• What you need to do: Put the records below, from the line with "Check that each instance of the white food" through the last line, into a Markdown table with the columns Row and Line. Number each row and leave out any blank lines.

============================================================

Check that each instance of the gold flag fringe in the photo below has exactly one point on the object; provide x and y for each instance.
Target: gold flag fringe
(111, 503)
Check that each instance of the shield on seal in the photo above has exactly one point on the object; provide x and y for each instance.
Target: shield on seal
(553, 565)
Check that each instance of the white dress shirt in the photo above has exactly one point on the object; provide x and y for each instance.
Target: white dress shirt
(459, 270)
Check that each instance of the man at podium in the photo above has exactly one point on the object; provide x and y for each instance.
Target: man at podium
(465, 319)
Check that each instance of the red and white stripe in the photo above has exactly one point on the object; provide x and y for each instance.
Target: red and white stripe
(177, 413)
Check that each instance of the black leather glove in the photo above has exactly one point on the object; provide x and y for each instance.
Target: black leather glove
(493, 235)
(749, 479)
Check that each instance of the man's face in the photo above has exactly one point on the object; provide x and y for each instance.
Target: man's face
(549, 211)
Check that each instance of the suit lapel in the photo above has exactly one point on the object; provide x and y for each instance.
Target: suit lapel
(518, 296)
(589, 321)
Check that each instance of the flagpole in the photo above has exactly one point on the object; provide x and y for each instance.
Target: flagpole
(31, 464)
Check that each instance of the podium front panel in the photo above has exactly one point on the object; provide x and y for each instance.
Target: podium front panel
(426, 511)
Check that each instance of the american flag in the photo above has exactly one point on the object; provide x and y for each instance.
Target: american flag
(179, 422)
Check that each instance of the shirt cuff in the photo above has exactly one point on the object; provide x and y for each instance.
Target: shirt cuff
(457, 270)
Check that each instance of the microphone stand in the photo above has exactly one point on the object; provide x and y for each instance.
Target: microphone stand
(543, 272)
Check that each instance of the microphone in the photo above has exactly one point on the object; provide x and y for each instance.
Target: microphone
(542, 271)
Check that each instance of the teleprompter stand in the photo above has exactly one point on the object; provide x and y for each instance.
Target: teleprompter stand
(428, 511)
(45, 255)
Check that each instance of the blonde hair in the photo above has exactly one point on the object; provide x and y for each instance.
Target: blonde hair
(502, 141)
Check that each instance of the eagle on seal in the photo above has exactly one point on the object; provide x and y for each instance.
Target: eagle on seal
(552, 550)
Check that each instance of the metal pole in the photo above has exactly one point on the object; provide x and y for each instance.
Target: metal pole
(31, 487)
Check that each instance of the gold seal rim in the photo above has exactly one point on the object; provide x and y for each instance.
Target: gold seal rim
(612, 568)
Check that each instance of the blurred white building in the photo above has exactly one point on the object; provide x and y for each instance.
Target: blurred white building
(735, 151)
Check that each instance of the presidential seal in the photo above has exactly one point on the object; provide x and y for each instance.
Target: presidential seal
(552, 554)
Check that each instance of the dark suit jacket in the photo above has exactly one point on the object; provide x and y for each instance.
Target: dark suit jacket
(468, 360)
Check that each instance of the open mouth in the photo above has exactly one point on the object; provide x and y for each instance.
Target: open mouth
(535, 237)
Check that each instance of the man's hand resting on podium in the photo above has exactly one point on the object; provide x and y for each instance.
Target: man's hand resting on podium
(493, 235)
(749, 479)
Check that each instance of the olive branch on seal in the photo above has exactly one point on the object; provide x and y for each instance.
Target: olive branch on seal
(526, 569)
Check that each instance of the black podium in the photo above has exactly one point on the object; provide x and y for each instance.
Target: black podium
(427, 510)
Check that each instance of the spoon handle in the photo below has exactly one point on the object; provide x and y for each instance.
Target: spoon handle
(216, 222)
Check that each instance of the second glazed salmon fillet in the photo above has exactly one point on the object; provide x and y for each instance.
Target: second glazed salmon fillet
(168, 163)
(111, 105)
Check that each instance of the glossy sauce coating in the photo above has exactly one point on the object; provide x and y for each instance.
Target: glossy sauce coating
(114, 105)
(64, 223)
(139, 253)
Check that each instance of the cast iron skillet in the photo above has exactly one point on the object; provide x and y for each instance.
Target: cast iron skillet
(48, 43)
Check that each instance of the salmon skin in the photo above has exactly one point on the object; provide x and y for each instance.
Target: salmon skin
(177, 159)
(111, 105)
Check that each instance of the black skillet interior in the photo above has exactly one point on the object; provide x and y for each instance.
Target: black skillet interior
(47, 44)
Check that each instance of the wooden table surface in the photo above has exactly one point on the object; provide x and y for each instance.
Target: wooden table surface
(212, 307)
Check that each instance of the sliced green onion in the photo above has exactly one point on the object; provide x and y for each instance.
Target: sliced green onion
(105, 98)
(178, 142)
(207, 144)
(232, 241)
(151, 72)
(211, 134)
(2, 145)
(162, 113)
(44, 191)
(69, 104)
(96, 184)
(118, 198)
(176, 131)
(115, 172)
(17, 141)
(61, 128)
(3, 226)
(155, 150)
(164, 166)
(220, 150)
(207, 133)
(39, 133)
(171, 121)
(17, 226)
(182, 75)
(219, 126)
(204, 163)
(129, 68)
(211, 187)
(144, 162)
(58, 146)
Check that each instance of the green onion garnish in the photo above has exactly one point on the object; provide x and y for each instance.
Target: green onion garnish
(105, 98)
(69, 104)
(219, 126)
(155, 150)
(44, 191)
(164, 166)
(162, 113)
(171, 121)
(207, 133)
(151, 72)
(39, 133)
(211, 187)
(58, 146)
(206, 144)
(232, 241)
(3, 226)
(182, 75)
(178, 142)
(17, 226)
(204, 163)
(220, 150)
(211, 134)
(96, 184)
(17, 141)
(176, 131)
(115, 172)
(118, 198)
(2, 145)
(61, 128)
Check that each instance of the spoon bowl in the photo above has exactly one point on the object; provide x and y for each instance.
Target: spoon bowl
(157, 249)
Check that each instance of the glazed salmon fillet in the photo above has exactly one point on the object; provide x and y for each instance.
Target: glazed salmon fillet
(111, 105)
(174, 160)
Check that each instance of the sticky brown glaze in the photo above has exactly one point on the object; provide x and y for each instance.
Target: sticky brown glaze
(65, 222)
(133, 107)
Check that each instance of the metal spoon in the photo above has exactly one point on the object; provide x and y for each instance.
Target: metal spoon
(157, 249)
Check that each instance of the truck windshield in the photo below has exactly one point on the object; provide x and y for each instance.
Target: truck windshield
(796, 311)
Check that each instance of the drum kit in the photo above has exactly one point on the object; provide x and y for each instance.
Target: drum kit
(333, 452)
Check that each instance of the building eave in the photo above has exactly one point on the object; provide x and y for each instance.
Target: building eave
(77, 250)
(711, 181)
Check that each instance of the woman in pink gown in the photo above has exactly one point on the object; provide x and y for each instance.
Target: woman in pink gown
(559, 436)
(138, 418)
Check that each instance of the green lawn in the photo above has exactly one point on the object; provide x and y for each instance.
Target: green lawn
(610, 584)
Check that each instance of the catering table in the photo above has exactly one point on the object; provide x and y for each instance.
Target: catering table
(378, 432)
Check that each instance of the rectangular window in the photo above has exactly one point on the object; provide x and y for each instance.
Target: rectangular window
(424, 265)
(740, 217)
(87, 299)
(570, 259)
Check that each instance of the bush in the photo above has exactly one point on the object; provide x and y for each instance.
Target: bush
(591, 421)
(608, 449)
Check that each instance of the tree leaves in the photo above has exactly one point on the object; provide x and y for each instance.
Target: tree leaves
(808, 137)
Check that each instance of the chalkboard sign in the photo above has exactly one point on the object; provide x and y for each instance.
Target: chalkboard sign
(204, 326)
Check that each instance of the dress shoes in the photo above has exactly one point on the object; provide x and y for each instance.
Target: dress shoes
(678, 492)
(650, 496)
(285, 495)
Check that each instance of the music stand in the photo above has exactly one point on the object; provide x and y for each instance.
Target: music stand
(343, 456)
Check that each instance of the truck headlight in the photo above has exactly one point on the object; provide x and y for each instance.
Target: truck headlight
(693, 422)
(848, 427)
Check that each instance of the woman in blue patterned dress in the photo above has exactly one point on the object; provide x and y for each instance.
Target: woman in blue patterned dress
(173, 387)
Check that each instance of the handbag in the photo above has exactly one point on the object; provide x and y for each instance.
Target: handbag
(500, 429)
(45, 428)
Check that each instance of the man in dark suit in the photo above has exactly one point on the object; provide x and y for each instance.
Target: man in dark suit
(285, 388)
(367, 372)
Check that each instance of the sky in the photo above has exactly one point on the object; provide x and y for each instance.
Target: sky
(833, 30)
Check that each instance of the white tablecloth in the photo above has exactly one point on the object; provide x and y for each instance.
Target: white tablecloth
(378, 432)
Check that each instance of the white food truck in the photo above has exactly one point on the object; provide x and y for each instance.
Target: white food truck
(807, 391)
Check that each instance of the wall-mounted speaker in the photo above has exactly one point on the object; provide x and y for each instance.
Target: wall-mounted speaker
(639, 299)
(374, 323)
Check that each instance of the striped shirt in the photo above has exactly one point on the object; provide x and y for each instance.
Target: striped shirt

============================================================

• Solution for this exercise:
| Row | Line |
|---|---|
| 1 | Check that each instance of the white food truck in the photo above has exactly one point on the object; provide x and y for each instance. |
| 2 | Target: white food truck |
| 3 | (807, 391) |
| 4 | Check that each instance of the wall-mounted speaker in the photo above has exactly one point on the object; provide x and y for each instance. |
| 5 | Target: wall-mounted speaker |
| 6 | (639, 299) |
| 7 | (374, 323) |
| 8 | Check that each instance of the striped shirt in the photo above has exactly one point on the object; provide x and y for each instance. |
| 9 | Target: striped shirt |